Extract provided:
Reflections on Citizenship and Multiculturalism in Contemporary Western Liberal Democracies explores the classical understanding of citizenship in dialogue with liberal contractual theorists and multicultural theorists in an effort to understand the complexity and diversity of perspectives on citizenship.
This volume explores some of the tensions and pressures of citizenship in Western liberal democracies. Citizenship has adopted many guises in the Western context, although historically citizenship is attached only to some variant of democracy. How democracy is configured is thus at the core of citizenship. Beginning in ancient Greece, citizenship is attached to the notion of a public sphere of deliberation, open only to a small number of males. Nonetheless, we take from these origins an understanding of citizenship that is attached to friendship, preservation of a distinct community, and adherence to law. These early conceptions of citizenship in the west have been dramatically altered in the modern context by the ascendancy of individual rights and equality, expanding the inclusiveness of definition of citizenship. The universality of rights claims has led to debate about the legitimacy of the nation state and questioning of borders. A further development in our understanding of citizenship, and one that has shifted citizenship studies considerably in the last few decades, is the backlash against the universalism of rights in the defense of cultural recognition within democratic polities. Multiculturalism as a broad spectrum of citizenship studies defends the autonomy and recognition of cultural, and sometimes religious, identity within an overarching scheme of rights and equality. This collection draws upon the many threads of citizenship in the Western tradition to consider how all of them are still extant, and contentious, in contemporary liberal democracy.

Set tasks:
- a) Copy the book description starting with "Reflections on Citizenship" and going on through "perspectives on citizenship.", substituting "conversation" for "dialogue".
- b) Answer these questions using the book description:
(i) Where does the book description say citizenship began?
(ii) To what three things is the understanding of citizenship taken from those origins attached?
(iii) What has the universality of rights claims led to?

[Dataset rows showing where objects appear]
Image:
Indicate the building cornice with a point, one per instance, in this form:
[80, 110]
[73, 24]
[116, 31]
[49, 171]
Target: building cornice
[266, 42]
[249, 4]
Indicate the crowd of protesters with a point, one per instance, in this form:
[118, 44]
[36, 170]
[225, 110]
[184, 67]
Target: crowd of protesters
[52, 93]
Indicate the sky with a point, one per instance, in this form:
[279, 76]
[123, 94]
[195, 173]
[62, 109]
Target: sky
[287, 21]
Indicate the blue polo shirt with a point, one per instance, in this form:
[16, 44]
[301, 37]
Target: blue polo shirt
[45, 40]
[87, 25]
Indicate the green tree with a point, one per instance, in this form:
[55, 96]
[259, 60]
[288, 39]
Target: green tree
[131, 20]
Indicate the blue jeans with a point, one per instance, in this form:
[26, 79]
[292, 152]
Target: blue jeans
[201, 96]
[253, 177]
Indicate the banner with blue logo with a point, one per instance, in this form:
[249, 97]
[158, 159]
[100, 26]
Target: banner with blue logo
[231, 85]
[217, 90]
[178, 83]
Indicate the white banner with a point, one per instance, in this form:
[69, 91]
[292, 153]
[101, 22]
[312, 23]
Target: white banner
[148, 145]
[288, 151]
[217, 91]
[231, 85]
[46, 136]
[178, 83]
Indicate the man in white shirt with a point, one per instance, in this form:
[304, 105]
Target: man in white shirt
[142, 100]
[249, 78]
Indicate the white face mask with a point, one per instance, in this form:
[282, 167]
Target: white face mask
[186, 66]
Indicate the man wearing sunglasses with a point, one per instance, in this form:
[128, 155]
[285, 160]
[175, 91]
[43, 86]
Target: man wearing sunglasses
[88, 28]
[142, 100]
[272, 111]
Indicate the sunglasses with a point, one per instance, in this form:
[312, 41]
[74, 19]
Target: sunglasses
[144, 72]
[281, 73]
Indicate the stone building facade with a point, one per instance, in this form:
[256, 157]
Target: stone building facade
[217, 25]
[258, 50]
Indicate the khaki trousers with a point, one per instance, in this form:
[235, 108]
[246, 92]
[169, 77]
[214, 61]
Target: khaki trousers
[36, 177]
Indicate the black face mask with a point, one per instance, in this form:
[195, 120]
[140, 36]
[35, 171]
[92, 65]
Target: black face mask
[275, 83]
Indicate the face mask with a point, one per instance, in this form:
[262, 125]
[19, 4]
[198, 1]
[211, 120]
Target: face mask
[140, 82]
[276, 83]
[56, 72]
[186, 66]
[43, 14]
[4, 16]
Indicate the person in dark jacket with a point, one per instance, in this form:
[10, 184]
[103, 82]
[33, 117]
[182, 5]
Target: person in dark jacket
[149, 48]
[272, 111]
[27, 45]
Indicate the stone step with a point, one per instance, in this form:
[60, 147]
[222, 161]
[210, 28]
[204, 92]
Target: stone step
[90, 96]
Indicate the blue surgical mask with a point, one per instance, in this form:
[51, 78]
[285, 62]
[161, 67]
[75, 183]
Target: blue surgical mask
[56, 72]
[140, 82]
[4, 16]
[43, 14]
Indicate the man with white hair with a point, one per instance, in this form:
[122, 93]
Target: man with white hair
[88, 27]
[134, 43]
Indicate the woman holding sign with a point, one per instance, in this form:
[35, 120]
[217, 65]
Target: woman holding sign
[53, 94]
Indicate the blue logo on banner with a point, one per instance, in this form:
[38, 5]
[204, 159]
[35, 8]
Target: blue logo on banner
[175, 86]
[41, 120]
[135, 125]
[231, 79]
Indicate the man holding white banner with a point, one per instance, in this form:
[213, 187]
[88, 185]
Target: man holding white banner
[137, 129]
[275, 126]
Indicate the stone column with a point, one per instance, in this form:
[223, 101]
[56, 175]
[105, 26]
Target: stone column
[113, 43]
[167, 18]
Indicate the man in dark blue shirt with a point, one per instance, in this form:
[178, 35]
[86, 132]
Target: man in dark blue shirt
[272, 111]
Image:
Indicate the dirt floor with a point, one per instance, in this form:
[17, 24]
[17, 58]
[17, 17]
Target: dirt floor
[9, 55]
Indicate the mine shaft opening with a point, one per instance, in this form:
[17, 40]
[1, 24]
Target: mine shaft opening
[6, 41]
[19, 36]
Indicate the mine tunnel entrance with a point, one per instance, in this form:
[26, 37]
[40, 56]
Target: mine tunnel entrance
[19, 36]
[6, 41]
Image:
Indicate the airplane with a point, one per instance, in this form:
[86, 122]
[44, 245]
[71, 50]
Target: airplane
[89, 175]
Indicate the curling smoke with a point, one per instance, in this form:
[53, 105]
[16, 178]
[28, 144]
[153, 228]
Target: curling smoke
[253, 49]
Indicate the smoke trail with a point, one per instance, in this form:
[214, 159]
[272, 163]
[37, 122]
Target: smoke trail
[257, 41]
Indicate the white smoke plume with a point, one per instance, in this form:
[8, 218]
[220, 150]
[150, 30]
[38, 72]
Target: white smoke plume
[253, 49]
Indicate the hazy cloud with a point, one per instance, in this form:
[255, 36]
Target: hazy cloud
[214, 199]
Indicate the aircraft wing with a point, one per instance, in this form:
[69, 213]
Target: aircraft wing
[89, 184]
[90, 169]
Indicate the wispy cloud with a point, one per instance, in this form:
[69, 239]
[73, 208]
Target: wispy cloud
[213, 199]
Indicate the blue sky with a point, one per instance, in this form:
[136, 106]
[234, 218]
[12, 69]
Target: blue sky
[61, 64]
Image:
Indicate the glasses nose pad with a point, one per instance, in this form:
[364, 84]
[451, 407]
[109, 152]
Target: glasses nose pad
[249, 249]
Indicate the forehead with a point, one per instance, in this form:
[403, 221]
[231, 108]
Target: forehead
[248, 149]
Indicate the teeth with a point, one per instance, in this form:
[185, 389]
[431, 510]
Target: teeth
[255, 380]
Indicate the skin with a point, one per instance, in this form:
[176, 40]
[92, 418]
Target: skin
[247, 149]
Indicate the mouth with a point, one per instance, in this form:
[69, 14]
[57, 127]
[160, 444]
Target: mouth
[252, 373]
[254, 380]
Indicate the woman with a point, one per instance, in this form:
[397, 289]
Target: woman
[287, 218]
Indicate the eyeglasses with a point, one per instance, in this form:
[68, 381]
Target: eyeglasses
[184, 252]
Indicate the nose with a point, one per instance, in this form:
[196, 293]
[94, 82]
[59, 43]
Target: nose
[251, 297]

Correct answers:
- a)
Reflections on Citizenship and Multiculturalism in Contemporary Western Liberal Democracies explores the classical understanding of citizenship in conversation with liberal contractual theorists and multicultural theorists in an effort to understand the complexity and diversity of perspectives on citizenship.

- b)
(i) Ancient Greece.
(ii) Friendship, preservation of a distinct community, and adherence to law.
(iii) Debate about the legitimacy of the nation state and questioning of borders.